──────── EXCERPTED RECORDS
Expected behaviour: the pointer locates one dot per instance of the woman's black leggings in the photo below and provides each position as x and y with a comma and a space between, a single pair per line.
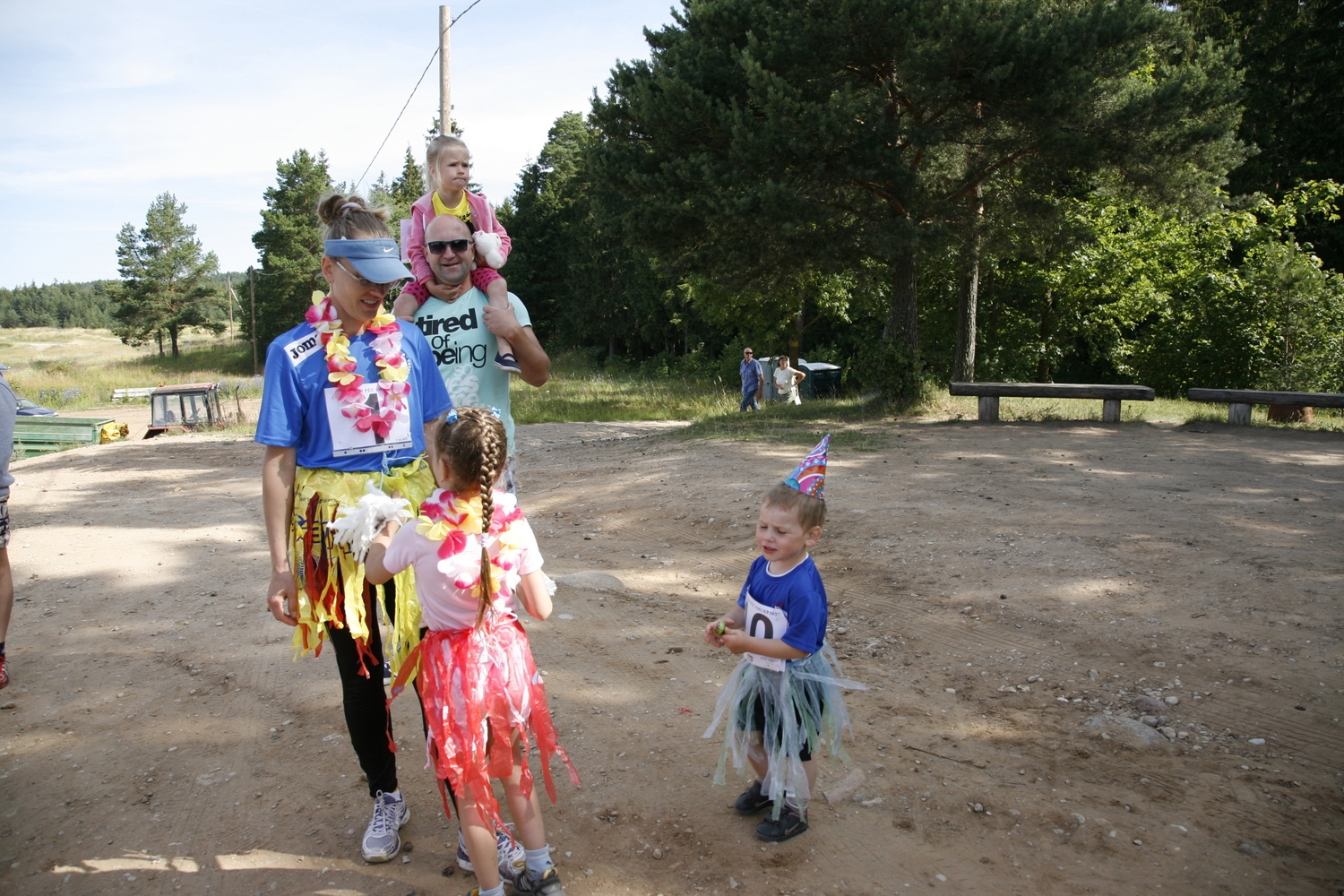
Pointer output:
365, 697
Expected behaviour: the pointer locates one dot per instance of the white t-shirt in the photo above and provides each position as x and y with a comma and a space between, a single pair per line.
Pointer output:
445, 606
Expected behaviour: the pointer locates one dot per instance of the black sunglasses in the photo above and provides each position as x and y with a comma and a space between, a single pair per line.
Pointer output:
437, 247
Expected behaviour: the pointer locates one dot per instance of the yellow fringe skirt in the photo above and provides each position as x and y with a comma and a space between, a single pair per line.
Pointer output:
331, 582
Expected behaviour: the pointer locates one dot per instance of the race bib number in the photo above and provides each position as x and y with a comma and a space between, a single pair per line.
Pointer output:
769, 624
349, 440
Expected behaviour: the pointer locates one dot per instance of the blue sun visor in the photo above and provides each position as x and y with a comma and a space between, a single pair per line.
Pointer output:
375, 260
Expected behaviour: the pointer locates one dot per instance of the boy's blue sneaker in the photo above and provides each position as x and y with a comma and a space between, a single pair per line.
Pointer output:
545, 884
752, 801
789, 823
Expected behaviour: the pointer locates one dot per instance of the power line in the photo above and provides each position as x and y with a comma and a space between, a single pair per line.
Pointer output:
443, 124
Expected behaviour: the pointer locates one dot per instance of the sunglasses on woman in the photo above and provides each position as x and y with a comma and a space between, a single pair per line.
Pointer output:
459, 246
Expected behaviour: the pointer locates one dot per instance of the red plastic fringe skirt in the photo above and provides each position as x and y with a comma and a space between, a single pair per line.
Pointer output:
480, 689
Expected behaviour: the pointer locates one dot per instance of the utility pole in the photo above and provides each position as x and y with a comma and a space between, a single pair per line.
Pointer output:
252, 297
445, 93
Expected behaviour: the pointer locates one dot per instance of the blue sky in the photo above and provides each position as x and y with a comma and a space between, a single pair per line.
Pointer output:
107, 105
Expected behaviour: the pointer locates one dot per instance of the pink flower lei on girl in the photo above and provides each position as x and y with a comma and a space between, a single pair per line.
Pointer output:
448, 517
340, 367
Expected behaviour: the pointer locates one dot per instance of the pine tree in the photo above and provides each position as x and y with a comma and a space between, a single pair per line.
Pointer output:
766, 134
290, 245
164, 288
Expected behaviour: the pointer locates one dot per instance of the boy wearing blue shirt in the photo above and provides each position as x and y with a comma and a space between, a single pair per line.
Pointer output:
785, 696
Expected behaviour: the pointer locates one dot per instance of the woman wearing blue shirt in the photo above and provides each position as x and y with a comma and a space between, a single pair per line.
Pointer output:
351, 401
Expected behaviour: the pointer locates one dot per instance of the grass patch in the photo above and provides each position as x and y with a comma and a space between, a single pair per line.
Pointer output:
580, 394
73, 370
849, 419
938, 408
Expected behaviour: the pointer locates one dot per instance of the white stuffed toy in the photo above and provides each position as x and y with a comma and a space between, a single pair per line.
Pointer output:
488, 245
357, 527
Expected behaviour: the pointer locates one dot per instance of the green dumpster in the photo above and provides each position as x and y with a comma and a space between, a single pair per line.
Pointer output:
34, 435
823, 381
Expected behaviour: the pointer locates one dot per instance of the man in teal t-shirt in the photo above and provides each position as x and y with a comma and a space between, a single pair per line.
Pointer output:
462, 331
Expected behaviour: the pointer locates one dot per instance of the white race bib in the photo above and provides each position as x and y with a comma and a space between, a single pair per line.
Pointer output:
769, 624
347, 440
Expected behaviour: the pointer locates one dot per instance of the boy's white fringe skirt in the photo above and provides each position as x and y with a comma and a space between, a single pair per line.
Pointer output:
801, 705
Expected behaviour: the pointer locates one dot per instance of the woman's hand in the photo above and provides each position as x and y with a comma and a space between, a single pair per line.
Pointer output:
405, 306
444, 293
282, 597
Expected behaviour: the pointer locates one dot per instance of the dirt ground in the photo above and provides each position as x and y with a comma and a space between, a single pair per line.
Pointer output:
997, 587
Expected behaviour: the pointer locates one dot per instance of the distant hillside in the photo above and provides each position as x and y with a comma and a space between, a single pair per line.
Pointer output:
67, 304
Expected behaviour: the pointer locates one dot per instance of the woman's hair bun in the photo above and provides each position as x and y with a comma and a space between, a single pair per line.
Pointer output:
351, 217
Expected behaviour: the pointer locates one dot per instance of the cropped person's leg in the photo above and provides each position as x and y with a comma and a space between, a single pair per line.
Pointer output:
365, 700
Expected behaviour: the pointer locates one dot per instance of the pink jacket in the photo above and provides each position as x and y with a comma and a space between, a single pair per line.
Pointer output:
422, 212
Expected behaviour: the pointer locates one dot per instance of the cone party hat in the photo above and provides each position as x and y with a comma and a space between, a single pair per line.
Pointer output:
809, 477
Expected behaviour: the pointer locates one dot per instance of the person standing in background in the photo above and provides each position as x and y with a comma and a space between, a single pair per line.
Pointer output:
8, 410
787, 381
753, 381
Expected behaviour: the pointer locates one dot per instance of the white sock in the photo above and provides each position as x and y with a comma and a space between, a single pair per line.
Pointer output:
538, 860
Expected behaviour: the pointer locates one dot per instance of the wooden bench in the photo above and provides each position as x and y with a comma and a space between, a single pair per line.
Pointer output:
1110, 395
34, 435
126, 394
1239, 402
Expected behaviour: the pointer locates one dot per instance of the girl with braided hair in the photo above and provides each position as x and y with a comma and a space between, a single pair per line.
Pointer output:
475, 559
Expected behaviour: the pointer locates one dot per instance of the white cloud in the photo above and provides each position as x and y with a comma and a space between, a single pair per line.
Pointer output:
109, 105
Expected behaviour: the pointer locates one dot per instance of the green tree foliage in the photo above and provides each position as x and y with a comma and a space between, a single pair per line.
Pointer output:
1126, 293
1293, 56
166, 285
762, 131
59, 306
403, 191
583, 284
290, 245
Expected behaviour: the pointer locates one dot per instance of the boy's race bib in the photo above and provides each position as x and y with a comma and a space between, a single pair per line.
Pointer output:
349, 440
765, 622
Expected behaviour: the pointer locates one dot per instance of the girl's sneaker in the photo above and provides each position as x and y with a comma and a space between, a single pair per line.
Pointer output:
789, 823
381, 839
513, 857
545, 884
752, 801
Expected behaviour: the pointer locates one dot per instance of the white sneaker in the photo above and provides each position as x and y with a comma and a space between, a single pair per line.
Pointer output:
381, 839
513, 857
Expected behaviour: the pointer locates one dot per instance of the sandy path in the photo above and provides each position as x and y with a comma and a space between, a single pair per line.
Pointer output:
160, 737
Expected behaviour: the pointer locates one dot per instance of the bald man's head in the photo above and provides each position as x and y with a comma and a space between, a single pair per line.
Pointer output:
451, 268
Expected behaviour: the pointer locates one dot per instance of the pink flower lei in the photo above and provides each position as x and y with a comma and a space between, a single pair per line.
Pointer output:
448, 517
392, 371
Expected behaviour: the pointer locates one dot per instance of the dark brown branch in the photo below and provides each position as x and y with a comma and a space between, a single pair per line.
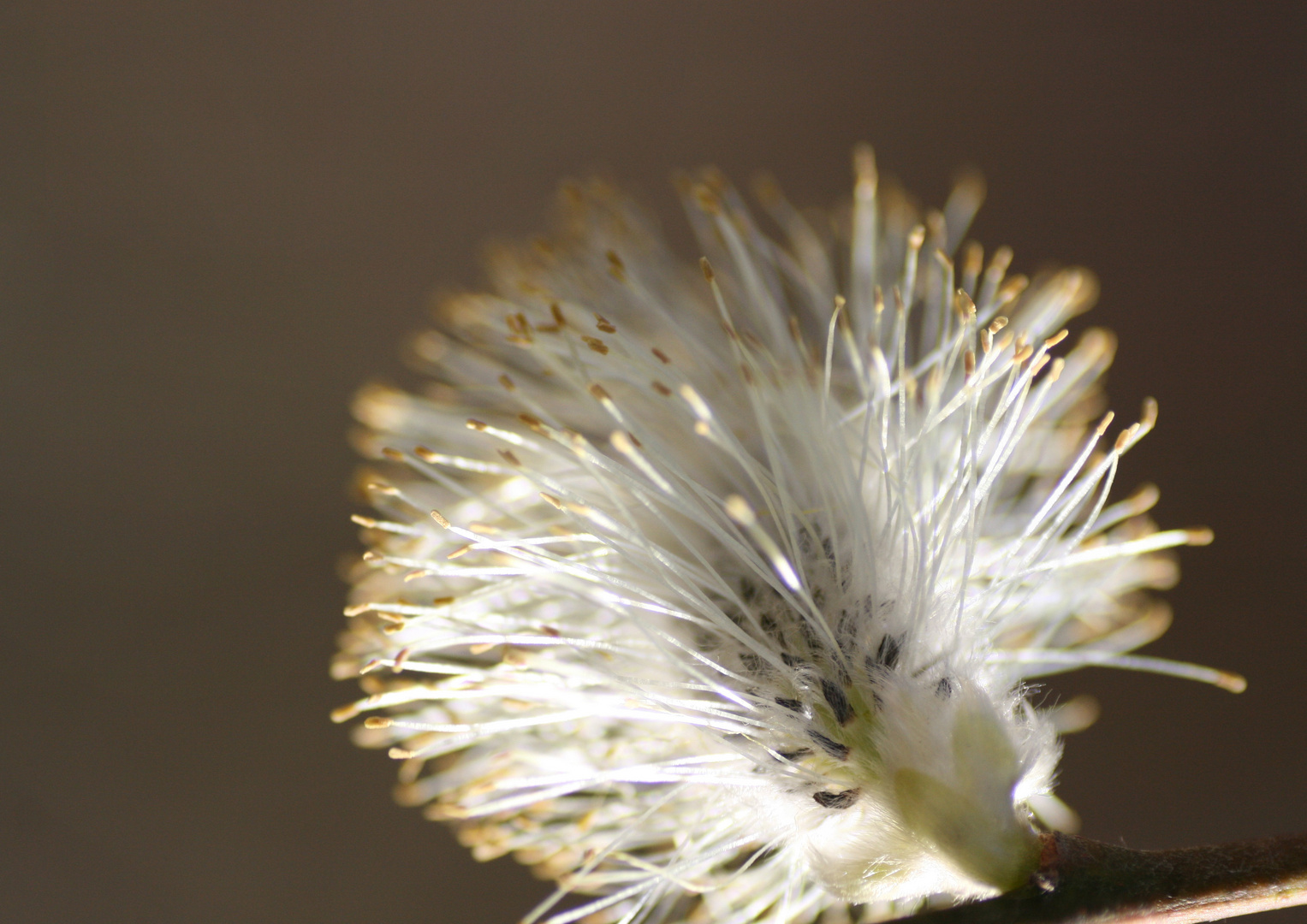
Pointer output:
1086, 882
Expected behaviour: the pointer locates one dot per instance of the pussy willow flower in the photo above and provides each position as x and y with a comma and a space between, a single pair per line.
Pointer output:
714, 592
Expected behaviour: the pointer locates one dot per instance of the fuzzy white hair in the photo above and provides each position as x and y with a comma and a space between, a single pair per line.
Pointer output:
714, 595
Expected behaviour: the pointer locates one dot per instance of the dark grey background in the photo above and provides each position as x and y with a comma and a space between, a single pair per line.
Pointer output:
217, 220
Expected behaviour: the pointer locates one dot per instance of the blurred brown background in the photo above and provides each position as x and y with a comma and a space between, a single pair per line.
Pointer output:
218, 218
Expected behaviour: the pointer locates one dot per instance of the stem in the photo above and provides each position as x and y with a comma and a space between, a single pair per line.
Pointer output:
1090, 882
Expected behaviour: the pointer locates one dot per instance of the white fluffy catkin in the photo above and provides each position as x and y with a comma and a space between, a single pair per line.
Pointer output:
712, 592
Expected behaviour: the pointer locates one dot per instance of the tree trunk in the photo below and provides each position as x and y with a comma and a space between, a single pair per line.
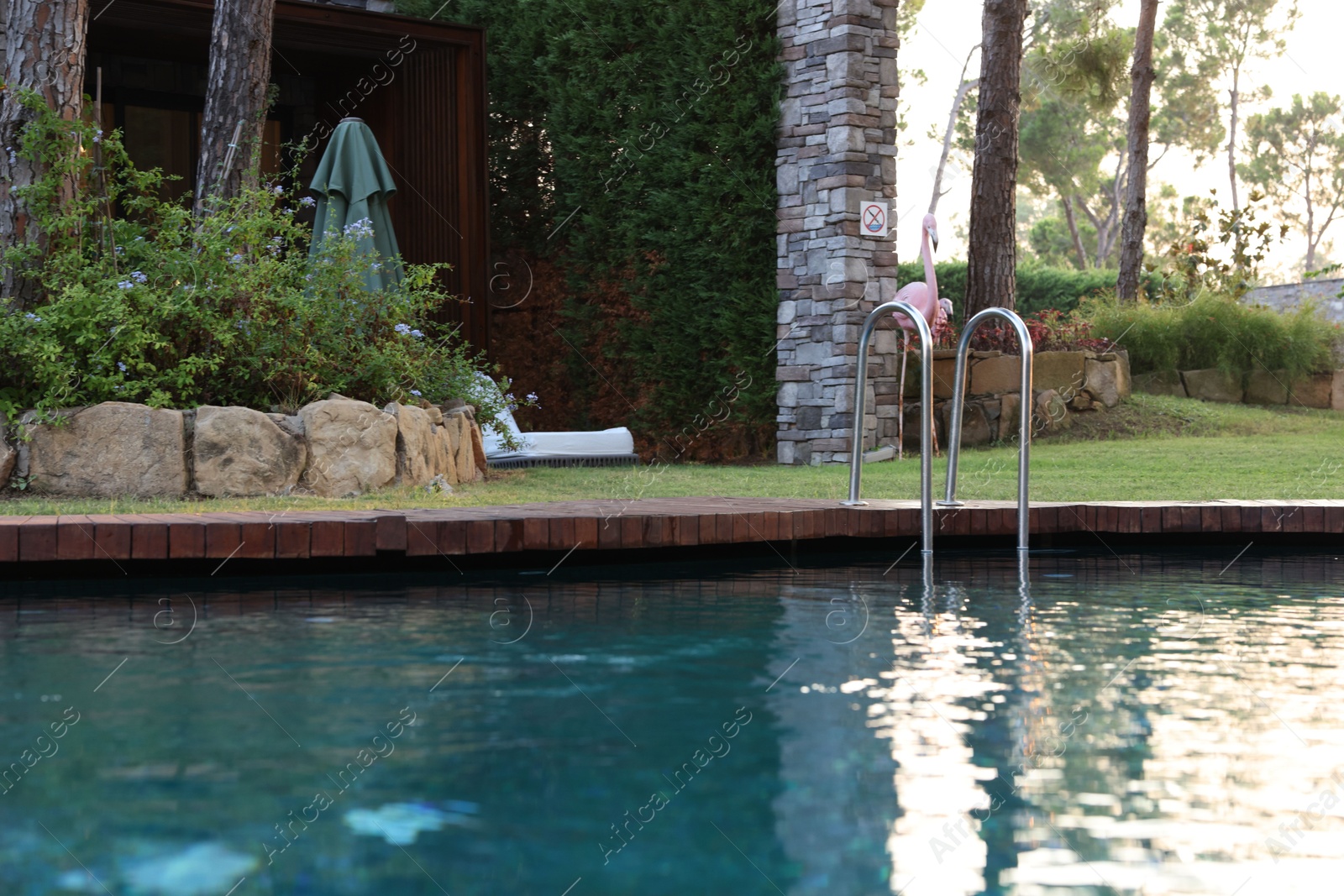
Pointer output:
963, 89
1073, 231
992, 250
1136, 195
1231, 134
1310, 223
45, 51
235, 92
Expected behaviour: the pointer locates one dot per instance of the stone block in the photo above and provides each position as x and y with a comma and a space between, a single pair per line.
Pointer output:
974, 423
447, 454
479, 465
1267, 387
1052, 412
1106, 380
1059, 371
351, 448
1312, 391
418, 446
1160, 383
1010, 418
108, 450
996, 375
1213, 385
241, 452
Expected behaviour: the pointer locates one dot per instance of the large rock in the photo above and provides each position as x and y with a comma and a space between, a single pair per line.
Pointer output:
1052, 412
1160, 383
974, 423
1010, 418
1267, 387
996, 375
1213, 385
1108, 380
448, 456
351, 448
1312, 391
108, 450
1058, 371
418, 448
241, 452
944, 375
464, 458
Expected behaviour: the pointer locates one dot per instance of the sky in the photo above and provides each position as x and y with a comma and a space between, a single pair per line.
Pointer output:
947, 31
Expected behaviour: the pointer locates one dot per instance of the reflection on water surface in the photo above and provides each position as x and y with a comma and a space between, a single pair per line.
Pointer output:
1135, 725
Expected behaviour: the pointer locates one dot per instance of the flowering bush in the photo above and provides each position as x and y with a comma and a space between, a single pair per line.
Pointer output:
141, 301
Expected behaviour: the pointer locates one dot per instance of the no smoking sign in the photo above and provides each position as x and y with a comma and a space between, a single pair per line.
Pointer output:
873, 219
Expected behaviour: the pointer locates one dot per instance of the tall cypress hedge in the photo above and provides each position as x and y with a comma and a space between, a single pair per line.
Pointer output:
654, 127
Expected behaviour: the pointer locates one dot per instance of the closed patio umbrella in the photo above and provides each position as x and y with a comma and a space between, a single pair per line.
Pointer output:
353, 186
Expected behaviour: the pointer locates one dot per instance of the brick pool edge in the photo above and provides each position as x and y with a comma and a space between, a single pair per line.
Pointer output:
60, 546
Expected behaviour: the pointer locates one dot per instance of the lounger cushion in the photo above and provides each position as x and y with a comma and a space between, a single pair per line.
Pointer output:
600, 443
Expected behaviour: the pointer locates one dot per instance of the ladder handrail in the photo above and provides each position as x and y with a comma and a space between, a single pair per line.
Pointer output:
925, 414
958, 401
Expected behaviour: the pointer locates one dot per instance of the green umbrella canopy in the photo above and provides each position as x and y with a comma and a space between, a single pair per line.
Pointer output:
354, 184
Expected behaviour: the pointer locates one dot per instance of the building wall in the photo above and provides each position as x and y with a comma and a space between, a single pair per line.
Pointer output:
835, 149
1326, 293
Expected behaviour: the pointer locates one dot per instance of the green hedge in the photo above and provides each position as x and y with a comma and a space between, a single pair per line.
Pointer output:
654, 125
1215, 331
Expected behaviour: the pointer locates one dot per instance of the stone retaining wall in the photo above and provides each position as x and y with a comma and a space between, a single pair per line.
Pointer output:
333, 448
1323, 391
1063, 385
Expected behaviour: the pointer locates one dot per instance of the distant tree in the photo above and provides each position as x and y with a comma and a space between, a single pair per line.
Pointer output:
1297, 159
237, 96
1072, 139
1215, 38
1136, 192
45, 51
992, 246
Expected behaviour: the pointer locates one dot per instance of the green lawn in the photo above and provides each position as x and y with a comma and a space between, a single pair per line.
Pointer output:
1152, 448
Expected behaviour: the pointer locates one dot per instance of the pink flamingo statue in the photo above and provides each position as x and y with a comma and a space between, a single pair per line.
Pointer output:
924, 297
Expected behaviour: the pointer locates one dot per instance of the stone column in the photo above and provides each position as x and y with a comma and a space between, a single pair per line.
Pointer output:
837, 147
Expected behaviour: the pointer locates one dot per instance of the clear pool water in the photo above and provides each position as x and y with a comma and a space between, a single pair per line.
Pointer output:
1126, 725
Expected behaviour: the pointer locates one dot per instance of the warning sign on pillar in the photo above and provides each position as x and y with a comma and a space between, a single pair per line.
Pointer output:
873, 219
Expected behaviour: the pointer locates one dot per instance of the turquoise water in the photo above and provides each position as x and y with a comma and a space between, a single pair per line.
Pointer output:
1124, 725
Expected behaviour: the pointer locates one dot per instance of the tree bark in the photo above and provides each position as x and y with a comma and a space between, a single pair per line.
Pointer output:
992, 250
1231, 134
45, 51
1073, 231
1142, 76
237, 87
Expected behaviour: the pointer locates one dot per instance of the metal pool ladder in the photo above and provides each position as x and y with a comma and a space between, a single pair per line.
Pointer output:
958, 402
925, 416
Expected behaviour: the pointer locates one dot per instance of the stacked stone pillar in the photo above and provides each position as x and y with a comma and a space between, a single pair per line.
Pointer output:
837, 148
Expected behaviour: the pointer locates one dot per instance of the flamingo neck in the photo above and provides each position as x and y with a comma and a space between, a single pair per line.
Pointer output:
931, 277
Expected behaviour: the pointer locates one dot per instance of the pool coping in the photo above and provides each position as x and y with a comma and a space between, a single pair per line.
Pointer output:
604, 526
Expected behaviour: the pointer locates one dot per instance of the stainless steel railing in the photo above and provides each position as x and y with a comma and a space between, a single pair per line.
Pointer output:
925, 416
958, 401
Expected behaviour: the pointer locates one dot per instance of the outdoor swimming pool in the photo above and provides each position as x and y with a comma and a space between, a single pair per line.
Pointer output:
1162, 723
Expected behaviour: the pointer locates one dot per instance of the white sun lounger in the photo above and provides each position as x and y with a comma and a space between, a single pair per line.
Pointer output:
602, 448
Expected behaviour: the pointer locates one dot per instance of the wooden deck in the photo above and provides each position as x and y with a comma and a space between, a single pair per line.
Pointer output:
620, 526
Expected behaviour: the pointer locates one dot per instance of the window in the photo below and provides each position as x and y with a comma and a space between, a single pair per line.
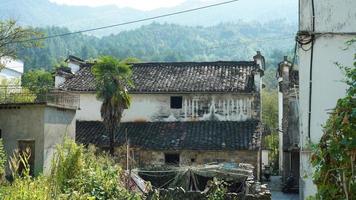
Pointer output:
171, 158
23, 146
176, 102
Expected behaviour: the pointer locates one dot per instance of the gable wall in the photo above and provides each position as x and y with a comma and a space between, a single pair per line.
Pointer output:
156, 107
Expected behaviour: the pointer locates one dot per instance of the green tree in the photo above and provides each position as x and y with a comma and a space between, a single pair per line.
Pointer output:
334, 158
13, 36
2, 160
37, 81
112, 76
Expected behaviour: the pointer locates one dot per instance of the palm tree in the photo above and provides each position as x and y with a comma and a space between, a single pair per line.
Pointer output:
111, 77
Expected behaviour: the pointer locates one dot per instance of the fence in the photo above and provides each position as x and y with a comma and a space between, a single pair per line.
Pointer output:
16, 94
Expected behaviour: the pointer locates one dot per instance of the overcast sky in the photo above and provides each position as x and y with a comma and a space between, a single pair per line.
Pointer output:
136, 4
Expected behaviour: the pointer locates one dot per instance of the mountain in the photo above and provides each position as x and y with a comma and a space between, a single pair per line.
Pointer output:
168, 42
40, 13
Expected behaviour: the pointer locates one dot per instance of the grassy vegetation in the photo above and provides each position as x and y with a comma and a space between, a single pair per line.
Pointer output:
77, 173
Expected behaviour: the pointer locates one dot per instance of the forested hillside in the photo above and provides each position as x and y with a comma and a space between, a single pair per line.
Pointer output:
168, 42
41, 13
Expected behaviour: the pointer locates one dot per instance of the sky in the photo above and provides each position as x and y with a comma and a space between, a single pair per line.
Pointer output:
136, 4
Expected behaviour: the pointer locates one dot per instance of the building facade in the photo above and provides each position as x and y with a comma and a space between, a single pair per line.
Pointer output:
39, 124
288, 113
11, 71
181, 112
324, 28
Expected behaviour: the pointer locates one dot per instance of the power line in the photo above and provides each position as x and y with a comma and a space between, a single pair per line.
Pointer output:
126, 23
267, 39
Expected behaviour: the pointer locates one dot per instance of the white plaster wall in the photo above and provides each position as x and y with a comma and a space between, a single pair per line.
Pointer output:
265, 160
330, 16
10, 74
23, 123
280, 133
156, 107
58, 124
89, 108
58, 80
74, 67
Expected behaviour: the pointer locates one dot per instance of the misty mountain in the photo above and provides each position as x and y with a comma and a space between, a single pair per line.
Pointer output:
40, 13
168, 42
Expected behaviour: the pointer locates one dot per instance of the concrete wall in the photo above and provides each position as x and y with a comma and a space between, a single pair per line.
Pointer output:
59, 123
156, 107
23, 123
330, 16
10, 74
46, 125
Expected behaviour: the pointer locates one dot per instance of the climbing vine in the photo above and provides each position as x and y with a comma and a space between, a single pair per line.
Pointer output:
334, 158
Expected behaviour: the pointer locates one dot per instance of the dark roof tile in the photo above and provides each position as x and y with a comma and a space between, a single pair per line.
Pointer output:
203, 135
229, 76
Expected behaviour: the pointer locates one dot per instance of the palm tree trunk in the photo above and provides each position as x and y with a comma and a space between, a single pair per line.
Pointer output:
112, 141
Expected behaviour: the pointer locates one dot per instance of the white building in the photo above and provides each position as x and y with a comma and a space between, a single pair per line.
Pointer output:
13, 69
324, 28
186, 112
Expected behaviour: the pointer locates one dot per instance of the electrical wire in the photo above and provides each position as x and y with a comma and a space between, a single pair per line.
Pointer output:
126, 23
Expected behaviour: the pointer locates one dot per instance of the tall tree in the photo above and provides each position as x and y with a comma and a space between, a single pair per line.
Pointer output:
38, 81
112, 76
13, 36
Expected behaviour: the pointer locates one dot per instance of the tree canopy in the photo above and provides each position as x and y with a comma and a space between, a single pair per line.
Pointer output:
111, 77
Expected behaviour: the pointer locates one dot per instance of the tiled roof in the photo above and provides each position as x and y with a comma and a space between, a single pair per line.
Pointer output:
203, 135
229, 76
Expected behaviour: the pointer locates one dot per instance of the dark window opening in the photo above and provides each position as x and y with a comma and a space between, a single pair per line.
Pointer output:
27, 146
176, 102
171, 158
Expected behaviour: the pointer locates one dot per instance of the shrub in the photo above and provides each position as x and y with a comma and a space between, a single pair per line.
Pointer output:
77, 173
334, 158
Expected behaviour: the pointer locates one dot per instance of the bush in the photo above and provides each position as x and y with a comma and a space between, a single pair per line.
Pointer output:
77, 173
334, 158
────────────────
REQUIRED WORK:
From the "of the electrical" line to the close of the listing, restate each line word for word.

FULL SOLUTION:
Expected behaviour: the pointer locates one dot per instance of the electrical wire in the photo above and provides each position as x and y with a comma and a space between, a single pair per line.
Pointer output:
126, 23
Expected behaviour: the pointer locates one dot per instance of the tall tree in the photo above and provides each position as x and y with a comma and a space between, a single pair per line.
Pointer output:
38, 81
112, 76
13, 36
Expected behaviour: the pointer locates one dot per instance of the tree canopy in the photo above and provides each position as x and y with a comma and a space between, a single pair per line.
Pointer output:
111, 77
Expected behaviour: the pointer locates one dot per instance of the tiled roof in the photo above and provides each position as x and y with a comma and a space between, a single pair per line.
Pointer output:
203, 135
229, 76
Expected behaviour: the pointer locates one dot per instance of the dark window opening in the photo above and provides each position as x and y with a comma and a space between, a single pair per line.
Pointer output:
27, 146
176, 102
171, 158
Expected behaviour: the pointer locates one dot per instance of the shrub in the photo above and provides each position as x and y with a comma and a space between, a single pair per line.
Pointer output:
77, 173
334, 158
Expected behaviour: the pointer locates one dot per instance of the bush in the photo above and provides each position as x and y with a comma and a space between, a single pair per line.
Pointer output:
77, 173
334, 158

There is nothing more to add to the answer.